**Problema a**.
Reproduza fielmente o trecho do texto abaixo sobre Benjamin e as políticas identitárias que vai de "Aprendida essa lição" até "imaginário ou real.".

**Bloco de texto**.
↓↓↓

Acho que aprendi lendo Walter Benjamin (e os franfurtianos daquela primeira geração) que não devemos acreditar nas promessas que nos foram feitas pela Modernidade, promessas de realização da utopia, da liberdade, da autoconsciência, do fim da dominação e da exploração, enfim, da "humanização" do homem. "Todo ato da cultura é um ato da barbárie!", dizia Benjamin, num conhecido aforisma. Isso significa que aquela ideia de um pertencimento, pela RAZÃO, a um comunidade chamada de HUMANIDADE, gerou desastrosas formas de extermínio, colonização, aniquilação do outro "diferente": basta pensar nas formas da inefável violência - em nome da "civilização", naquele Congo de Leopoldo III!- retratadas por Conrad em "No coração das trevas".

Aprendida essa lição benjaminiana, não posso acreditar que as formas do identitarismo cultural, tão em voga, possam produzir patamares de libertação mais elevados ou graus de autoconsciência superiores e, assim, livrar seus militantes das formas insidiosas de opressão e de violência estrutural e simbólica: toda política identitária é excludente (numa época em que são os próprios excluídos que lutam por políticas inclusivas!), por que ela precisa produzir um NÓS agregador e um ELES que precisam ser combatidos em nome da afirmação de uma determinada subjetividade coletiva: todo processo de subjetivação identitária precisa fabricar seu inimigo, imaginário ou real.

É aqui onde a crítica ao "universalismo" produzido pelo Iluminismo europeu atinge seu paroxismo. E isso trará consequências que não são apenas a autoafirmação e a visibilidade de grupos historicamente oprimidos. Um dialeta - desses que pululam em nossas Humanidades- diria que "toda liberdade traz em seu seio o germe de sua própria destruição".

↑↑↑

**Problema b**.
Copie integralmente, linha por linha e sem alterações, todos os registros a seguir. Deixe as imagens de fora da resposta.

**Dados extraídos**.
↓↓↓

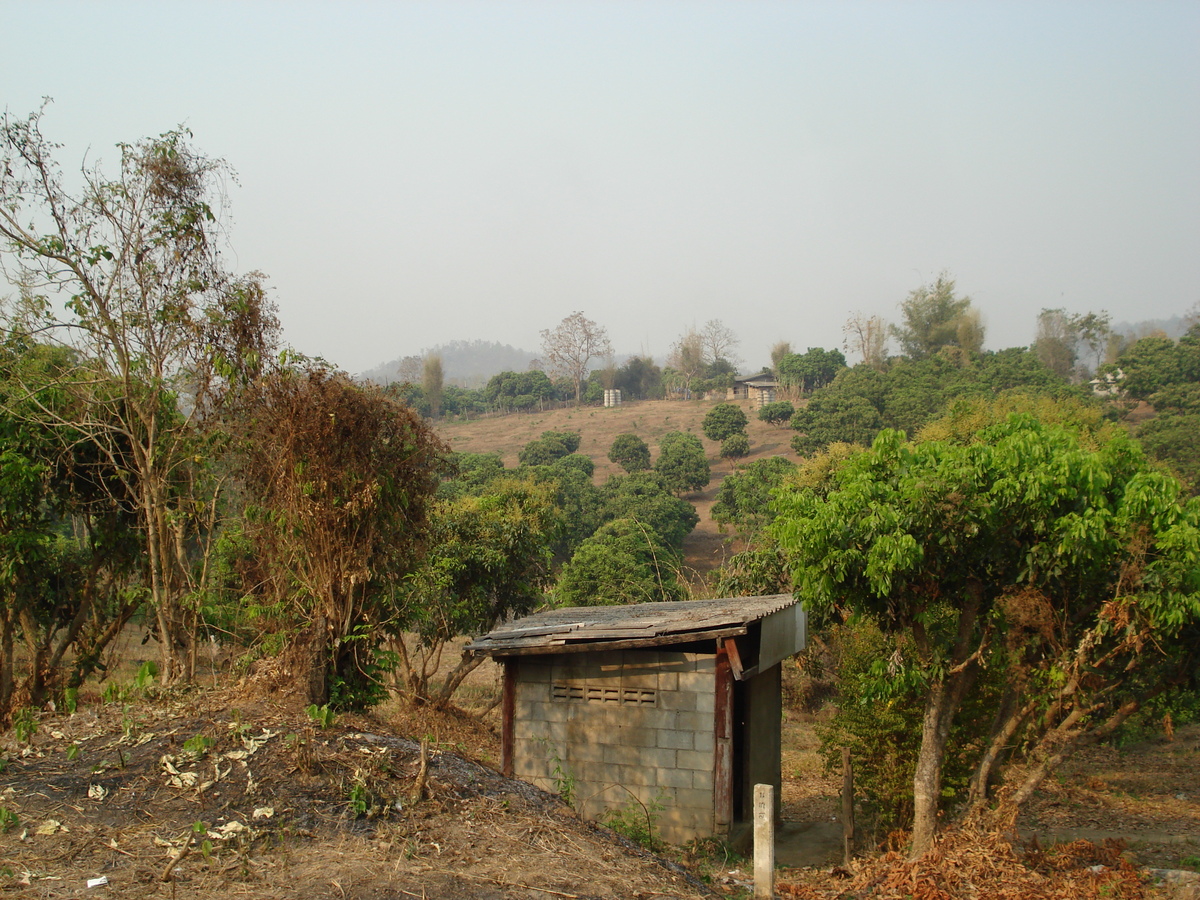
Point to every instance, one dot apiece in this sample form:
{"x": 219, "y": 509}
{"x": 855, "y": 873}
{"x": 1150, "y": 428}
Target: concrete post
{"x": 763, "y": 841}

↑↑↑

**Solução completa a**.
Aprendida essa lição benjaminiana, não posso acreditar que as formas do identitarismo cultural, tão em voga, possam produzir patamares de libertação mais elevados ou graus de autoconsciência superiores e, assim, livrar seus militantes das formas insidiosas de opressão e de violência estrutural e simbólica: toda política identitária é excludente (numa época em que são os próprios excluídos que lutam por políticas inclusivas!), por que ela precisa produzir um NÓS agregador e um ELES que precisam ser combatidos em nome da afirmação de uma determinada subjetividade coletiva: todo processo de subjetivação identitária precisa fabricar seu inimigo, imaginário ou real.

**Solução completa b**.
Point to every instance, one dot apiece in this sample form:
{"x": 219, "y": 509}
{"x": 855, "y": 873}
{"x": 1150, "y": 428}
Target: concrete post
{"x": 763, "y": 841}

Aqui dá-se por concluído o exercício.